## Selected extract
□ □ □ □

Production secured at German factory for three months after US backers pull out.

German boat builder Bavaria Yachtbau GmbH has gone into self-administration and is currently looking for new investors to support its operations.

Reports from Europe last week suggested the company had gone bankrupt following the withdrawal of financial support by US investors Oaktree Capital Management and Anchorage Advisors and the departure of the company’s CEO Lutz Henkel.

In the meantime however, the company has announced it is going into provisional administration and has appointed an interim administrator, Dr Hubert Ampferl from the law firm Dr Beck & Partner. An insolvency expert, Dr Tobias Brinkmann from the law firm Brinkmann & Partner, is also joining the management team.

The provisional administration arrangements will ensure that staff wages and salaries are paid until June 2018 using insolvency compensation. In a statement, the company said shipyard operations will continue seamlessly over the next few months and that it expects to process a large backlog of orders.

“In the current situation, we will continue to provide our customers with the customary high quality,” says Erik Appel, COO, adding that the top priority now is to search for a new investor to put the operations on a “sound financial footing”.

“We have many years of experience building high-quality yachts and are industry leaders in technology in many areas,” he said.

The administration arrangement does not include the company's multihull subsidiary, Bavaria Catamarans based in Rochefort, France, which manufactures the Nautitech range and which is expected to continue to operate as normal.

Bavaria Yachtbau GmbH was founded in 1978 and is one of the largest yacht builders in Europe. At its production facilities in Giebelstadt near Würzburg, Germany, the company has four production lines, each 125 metres in length, its own carpenter's workshop for the complete fitting out of yachts and two halls for the production of hulls and decks. The company employs around 600 people and, at peak times, produces more than 3,000 sailing and motor boats each year.

At this year’s boot Düsseldorf show, the company announced that it had sold more than 180 boats.

□ □ □ □

## Request 1
Identify each line of the listing that contains the word "paving", treating uppercase and lowercase as different, and copy those lines.
The listing has no connection to the article on Bavaria Yachtbau.

Labeled-object pointing entries:

□ □ □ □

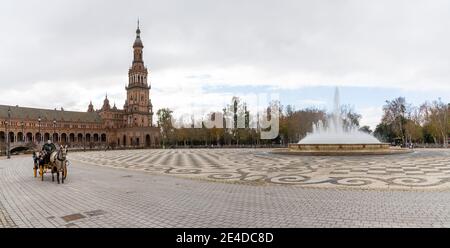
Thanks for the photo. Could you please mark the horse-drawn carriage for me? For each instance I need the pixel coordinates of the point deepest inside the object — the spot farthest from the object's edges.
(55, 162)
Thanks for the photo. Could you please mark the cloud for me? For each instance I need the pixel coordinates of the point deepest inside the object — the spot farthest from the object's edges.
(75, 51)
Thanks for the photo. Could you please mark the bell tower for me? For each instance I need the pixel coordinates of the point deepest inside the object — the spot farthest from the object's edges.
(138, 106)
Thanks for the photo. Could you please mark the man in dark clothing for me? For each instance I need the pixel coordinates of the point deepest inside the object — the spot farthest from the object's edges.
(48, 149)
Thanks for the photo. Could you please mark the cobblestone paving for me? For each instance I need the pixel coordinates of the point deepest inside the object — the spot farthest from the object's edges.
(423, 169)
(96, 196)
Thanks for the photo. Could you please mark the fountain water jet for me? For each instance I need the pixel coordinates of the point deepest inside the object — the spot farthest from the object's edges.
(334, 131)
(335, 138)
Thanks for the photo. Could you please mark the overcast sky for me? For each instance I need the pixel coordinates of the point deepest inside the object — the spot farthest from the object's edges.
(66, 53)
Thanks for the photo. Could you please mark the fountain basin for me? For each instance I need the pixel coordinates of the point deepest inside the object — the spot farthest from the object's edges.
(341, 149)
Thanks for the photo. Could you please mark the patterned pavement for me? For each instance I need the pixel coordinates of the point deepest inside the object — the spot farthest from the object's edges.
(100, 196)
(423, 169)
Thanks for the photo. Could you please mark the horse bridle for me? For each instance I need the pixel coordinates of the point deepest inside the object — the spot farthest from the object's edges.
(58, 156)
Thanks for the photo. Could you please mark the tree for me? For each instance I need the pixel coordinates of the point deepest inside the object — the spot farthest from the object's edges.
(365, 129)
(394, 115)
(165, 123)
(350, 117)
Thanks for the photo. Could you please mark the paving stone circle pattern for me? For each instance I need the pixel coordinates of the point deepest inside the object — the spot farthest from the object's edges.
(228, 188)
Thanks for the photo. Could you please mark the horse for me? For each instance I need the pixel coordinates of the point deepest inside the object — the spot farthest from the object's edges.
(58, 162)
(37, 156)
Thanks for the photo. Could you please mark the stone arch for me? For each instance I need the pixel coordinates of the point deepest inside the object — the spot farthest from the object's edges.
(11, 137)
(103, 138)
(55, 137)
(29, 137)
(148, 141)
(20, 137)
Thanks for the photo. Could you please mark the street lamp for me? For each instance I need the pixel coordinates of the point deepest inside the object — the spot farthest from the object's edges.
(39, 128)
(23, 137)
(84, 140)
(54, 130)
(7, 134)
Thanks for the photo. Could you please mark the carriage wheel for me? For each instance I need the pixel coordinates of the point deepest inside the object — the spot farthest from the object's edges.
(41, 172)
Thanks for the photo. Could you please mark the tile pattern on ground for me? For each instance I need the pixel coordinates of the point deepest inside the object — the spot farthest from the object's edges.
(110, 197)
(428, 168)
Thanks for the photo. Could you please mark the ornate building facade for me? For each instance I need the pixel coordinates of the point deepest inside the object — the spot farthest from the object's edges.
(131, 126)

□ □ □ □

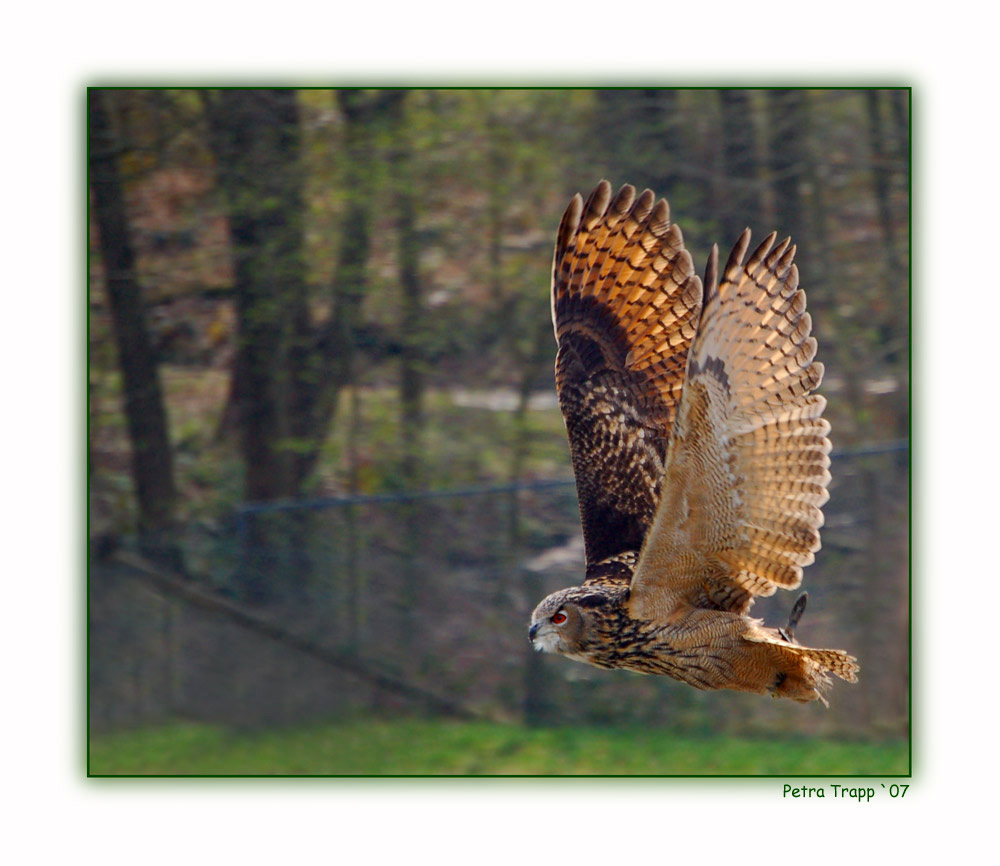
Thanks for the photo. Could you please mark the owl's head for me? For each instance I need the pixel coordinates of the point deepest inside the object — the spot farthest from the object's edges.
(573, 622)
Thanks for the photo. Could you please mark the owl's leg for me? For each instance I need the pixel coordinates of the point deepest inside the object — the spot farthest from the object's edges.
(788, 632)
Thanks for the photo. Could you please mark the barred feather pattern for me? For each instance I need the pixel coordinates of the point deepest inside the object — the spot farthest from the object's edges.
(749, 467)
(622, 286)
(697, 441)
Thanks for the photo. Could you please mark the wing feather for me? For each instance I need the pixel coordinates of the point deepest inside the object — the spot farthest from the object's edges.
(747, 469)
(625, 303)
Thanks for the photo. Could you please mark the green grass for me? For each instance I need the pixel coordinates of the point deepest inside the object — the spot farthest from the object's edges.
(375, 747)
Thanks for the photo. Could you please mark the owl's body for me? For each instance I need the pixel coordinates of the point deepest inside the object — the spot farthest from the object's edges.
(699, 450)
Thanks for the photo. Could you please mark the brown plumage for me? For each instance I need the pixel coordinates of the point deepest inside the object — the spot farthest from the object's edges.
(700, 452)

□ □ □ □

## Request 2
Rewrite the article on Bavaria Yachtbau from "Bavaria Yachtbau GmbH was" to "boats each year.", changing "carpenter's workshop" to "joinery workshop".

## Correct output 1
Thanks for the photo. Could you please mark the cobblestone paving for me? For each instance I need the pixel coordinates of the point deepest inside the object — the spot farthest from the object's edges.
Thanks for the photo. Could you please mark the paving stone circle pattern for me? For each instance I need the pixel coordinates of the point deepest inside the object — the spot farthest from the object's edges.

## Correct output 2
Bavaria Yachtbau GmbH was founded in 1978 and is one of the largest yacht builders in Europe. At its production facilities in Giebelstadt near Würzburg, Germany, the company has four production lines, each 125 metres in length, its own joinery workshop for the complete fitting out of yachts and two halls for the production of hulls and decks. The company employs around 600 people and, at peak times, produces more than 3,000 sailing and motor boats each year.